#### Extrait du document

Vu la procédure suivante :
Procédure contentieuse antérieure :
Mme B... D...a demandé au tribunal administratif de Marseille d'annuler la délibération du 1er mars 2014 par laquelle le conseil municipal de Curel a approuvé le plan d'alignement du chemin n° 8 dit " du cimetière ".
Par un jugement n° 1403273 du 9 juin 2016, le tribunal administratif de Marseille a rejeté cette demande.
Procédure devant la Cour :
Par une requête et un mémoire, enregistrés le 3 août 2016 et le 14 février 2018, Mme D..., représentée par la SCP Bayetti-Santiago-Revah, demande à la Cour :
1°) d'annuler ce jugement du tribunal administratif de Marseille du 9 juin 2016 ;
2°) à titre principal d'annuler la délibération du 1er mars 2014 du conseil municipal de Curel ;
3°) à titre subsidiaire d'ordonner une expertise judiciaire ;
4°) de mettre à la charge de la commune de Curel une somme de 3 000 euros en application de l'article L. 761-1 du code de justice administrative.

########

Exercice a: Affichez chaque ligne des enregistrements ci-dessous qui contient le mot « concrete ».

#### Données

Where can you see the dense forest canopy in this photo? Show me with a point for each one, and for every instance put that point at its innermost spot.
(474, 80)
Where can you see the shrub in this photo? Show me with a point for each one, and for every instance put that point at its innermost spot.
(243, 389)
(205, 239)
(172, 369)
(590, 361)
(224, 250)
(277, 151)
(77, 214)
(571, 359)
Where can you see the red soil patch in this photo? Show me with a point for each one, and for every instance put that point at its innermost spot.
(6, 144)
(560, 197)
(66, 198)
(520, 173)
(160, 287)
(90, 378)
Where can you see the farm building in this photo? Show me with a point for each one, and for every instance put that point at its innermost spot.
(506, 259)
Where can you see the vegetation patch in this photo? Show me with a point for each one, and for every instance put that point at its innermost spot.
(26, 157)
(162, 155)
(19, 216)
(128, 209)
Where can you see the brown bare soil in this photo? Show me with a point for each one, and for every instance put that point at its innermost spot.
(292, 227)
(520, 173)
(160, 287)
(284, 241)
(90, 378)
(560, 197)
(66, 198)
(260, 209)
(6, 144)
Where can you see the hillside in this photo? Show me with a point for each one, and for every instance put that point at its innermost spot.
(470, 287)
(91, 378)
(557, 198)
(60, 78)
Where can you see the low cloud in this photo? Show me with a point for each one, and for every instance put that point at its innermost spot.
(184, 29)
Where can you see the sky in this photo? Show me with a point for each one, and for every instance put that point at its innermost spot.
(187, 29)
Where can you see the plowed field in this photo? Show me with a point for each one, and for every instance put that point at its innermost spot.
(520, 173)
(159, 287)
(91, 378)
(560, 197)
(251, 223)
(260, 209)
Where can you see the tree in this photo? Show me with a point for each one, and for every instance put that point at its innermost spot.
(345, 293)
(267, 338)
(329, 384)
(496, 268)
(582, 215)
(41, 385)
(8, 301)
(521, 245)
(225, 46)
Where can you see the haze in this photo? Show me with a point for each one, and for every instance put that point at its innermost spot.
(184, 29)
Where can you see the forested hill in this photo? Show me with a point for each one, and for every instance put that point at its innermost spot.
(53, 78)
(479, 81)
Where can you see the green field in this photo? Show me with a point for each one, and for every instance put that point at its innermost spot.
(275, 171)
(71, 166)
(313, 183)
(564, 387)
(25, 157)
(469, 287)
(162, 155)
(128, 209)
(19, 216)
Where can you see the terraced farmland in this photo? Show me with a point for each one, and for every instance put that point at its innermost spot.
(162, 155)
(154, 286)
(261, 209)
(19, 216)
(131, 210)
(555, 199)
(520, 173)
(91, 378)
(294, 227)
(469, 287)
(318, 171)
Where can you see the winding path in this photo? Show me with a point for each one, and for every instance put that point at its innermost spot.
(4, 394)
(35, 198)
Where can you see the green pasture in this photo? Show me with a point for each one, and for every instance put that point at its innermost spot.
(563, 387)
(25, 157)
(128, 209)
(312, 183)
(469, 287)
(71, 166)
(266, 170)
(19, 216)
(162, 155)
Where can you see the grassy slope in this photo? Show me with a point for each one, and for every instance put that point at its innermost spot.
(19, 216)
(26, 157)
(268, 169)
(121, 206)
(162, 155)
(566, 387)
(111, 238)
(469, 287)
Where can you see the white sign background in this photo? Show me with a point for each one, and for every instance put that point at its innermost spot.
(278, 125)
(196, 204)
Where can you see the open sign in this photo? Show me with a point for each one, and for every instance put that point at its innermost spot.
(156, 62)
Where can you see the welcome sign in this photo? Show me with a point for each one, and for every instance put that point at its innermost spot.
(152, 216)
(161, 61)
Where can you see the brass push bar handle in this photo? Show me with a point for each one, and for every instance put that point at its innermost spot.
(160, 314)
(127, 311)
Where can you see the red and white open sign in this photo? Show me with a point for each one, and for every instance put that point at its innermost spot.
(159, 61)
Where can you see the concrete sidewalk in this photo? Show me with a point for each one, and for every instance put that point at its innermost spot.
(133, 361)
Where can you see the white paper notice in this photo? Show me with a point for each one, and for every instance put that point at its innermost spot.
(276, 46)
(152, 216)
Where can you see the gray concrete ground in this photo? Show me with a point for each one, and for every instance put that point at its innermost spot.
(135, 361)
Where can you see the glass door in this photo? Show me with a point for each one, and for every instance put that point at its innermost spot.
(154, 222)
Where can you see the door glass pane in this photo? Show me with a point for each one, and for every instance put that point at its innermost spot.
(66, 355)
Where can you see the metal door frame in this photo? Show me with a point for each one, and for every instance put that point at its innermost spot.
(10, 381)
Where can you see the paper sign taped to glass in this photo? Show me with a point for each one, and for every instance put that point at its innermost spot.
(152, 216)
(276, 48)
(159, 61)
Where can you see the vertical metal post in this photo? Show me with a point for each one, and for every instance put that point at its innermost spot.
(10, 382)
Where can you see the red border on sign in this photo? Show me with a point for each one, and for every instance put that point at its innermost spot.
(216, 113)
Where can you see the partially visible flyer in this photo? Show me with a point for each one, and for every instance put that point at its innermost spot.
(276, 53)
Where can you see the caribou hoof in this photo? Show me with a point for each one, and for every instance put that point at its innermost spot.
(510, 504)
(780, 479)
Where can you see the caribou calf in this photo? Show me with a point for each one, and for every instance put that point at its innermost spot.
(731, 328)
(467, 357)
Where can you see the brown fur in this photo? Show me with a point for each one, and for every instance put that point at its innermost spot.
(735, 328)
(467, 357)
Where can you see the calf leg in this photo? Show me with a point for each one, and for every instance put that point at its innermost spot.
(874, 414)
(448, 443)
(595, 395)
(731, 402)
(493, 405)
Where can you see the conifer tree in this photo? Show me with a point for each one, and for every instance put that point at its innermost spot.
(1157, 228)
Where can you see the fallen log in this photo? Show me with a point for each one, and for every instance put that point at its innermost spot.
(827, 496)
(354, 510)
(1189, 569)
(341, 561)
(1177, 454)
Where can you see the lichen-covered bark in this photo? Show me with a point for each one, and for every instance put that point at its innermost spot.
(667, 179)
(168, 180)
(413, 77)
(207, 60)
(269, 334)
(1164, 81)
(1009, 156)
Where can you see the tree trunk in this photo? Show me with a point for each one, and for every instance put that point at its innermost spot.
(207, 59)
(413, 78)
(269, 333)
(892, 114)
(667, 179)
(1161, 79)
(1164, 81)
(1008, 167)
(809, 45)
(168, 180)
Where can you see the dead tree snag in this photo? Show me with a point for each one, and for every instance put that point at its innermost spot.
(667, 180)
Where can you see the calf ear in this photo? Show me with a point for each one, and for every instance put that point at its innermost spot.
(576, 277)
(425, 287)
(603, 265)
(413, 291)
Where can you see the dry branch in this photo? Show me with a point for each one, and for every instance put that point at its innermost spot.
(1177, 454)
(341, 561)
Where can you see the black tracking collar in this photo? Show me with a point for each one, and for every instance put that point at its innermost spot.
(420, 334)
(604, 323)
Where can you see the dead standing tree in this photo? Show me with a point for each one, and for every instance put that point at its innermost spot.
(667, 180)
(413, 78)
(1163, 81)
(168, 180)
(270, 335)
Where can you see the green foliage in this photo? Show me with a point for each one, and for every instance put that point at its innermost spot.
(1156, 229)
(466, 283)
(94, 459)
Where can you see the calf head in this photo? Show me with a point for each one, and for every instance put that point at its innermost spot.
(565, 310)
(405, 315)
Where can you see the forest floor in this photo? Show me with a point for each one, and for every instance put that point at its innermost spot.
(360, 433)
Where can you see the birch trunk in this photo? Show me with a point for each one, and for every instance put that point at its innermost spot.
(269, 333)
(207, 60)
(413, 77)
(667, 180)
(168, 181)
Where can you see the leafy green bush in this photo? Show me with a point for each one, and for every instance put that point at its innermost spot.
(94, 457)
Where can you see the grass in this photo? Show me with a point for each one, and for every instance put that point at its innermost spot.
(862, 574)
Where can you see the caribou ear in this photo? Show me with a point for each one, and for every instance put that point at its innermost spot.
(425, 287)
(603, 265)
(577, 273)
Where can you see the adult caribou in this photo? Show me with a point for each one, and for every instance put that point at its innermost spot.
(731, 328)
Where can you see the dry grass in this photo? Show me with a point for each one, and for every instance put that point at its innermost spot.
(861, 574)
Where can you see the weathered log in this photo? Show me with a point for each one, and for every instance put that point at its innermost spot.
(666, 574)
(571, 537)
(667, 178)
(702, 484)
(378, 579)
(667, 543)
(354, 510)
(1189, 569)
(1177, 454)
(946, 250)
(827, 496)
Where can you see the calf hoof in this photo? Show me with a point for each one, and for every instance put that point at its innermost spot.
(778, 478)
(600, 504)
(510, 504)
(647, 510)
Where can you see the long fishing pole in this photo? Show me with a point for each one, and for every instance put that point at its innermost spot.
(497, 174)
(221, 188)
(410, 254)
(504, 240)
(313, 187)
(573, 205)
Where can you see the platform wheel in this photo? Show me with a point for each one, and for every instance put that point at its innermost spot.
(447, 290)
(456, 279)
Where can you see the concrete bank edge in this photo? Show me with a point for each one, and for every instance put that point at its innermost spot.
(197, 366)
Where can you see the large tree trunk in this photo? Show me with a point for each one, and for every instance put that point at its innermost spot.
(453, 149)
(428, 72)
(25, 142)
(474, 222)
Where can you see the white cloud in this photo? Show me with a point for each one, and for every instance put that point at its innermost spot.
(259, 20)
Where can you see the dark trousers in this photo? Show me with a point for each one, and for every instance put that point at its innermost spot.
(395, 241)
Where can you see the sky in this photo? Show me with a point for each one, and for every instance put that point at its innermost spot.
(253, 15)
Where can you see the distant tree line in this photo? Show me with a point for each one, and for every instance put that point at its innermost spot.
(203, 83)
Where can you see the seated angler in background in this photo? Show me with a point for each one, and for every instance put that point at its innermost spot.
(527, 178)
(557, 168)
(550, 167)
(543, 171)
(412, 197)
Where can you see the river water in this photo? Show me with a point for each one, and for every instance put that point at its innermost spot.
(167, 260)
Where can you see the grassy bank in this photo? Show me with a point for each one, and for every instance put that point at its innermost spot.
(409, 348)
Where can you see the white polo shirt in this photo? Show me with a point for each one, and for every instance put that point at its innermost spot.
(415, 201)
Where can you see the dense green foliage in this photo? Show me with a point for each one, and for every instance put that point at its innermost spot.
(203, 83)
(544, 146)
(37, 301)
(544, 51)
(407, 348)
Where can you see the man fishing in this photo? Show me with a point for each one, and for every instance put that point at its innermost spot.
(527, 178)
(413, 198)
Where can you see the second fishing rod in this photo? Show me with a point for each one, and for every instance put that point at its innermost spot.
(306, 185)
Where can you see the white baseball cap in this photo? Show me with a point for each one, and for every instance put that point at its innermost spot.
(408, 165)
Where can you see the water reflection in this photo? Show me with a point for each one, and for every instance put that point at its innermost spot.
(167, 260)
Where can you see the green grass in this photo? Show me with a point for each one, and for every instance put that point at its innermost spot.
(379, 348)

########

Exercice b: Écrivez la suite de la décision sur le plan d'alignement du chemin du cimetière de Curel, donnée plus haut, en reprenant juste après sa dernière phrase.

Réponse a:
Where can you see the concrete sidewalk in this photo? Show me with a point for each one, and for every instance put that point at its innermost spot.
Where can you see the gray concrete ground in this photo? Show me with a point for each one, and for every instance put that point at its innermost spot.
Where can you see the concrete bank edge in this photo? Show me with a point for each one, and for every instance put that point at its innermost spot.

Réponse b:
Elle soutient que :
- le mémoire en défense de la commune et l'avis d'audience n'ont pas été régulièrement communiqués à son conseil ;
- un procès-verbal de bornage a été établi irrégulièrement entre la commune et un riverain du chemin communal n° 8 sans qu'elle ne soit appelée à cette opération ;
- l'alignement ne pouvait être établi au regard de l'assiette cadastrale ;
- le plan d'alignement est entaché d'un détournement de procédure ;
- le plan d'alignement ne répond pas à un but d'intérêt public ;
- en recourant à la procédure d'alignement la commune a entendu réaliser une expropriation déguisée.
Par des mémoires en défense, enregistrés le 26 janvier 2018 et le 26 février 2018, la commune de Curel, représentée par Me C..., conclut au rejet de la requête et à ce que soit mise à la charge de Mme D... une somme de 2 000 euros en application de l'article L. 761-1 du code de justice administrative.
Elle soutient que les moyens soulevés par Mme D... ne sont pas fondés.
Vu les autres pièces du dossier.
Vu :
- le code de la voirie routière ;
- le code de justice administrative.
Les parties ont été régulièrement averties du jour de l'audience.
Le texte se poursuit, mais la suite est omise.